» **Task description**: Copy out every line below without alteration.

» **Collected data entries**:
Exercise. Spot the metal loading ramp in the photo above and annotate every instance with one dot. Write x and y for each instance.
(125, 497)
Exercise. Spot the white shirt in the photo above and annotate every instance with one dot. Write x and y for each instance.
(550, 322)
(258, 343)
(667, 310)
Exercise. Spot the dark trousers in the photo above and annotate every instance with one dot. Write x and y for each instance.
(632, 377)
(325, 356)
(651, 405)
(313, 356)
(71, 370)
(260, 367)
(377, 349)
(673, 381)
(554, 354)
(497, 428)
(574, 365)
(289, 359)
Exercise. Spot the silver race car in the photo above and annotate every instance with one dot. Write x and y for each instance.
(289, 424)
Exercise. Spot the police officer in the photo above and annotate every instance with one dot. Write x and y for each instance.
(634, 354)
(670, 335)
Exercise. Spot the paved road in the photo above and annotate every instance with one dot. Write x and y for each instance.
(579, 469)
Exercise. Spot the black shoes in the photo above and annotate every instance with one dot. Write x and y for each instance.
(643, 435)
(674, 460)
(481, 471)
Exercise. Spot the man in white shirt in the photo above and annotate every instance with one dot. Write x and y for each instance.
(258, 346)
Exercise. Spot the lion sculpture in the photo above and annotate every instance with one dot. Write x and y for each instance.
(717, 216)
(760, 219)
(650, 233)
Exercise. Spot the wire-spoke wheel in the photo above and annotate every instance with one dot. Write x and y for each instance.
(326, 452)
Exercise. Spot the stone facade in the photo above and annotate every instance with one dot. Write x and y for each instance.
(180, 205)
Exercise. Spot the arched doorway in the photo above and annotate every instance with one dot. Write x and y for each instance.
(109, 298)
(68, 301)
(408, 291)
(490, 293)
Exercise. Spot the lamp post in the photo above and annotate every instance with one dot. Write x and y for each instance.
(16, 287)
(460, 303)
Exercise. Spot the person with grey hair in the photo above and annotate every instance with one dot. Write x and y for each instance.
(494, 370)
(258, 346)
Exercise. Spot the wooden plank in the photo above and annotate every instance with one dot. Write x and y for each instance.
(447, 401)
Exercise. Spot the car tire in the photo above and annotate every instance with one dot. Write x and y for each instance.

» **Expected answer**:
Exercise. Spot the metal loading ramp in the photo above and annotate every instance with one dot. Write x and y for each instance.
(125, 497)
Exercise. Spot the white shirt in the photo above and annotate every instance with one dot. Write x and y for each instance.
(550, 322)
(258, 343)
(667, 310)
Exercise. Spot the dark trousers in the photo above and annotate every instance with one dot. Write x and y for each instance.
(632, 377)
(325, 356)
(651, 405)
(313, 356)
(71, 370)
(260, 367)
(377, 349)
(673, 381)
(554, 354)
(497, 428)
(574, 365)
(289, 359)
Exercise. Spot the silver race car in the photo above and annotate every instance with one dot. Write x and y for each instance.
(289, 424)
Exercise. Spot the police officer in the photo above and annotate every instance with one dot. Write x and y for each instance.
(634, 354)
(670, 335)
Exercise. Spot the paved road in the photo above and annotate every instance with one dot. Write x and y for each instance.
(579, 469)
Exercise. Spot the black shoes in the photo above and annotate every instance with one dot. Write x and y for each instance.
(643, 435)
(674, 460)
(481, 471)
Exercise. Spot the man in white shirt in the photo above and annotate every instance with one dot. Write x and y for each instance.
(258, 346)
Exercise. Spot the lion sculpture in the photo above and annotate every instance with one dot. Write x and y for each instance.
(717, 216)
(760, 219)
(650, 233)
Exercise. Spot the wire-spoke wheel in the photo above and annotate every instance with one dot. Write x and y for each instance.
(326, 452)
Exercise. Spot the stone facade in the photo above and annotate every instance with one dot. Write x and y for each instance.
(180, 205)
Exercise. Spot the arched doorway in the photo above and annotate every instance with one dot. Write x and y for each instance.
(109, 298)
(68, 301)
(408, 291)
(490, 293)
Exercise. Spot the lamp post in the photo above and annotate every instance with one dot. Write x and y for each instance.
(16, 287)
(460, 303)
Exercise. Spot the person with grey hair in the photo above and annotate every instance with one dot. Write x and y for each instance.
(494, 370)
(258, 346)
Exercise. Spot the wooden plank in the photo above and annotate every instance with one dot. Write x and y for each instance.
(447, 401)
Exercise. Spot the car tire in the photo above and annotate every instance with one dot. Write x and y for each instance.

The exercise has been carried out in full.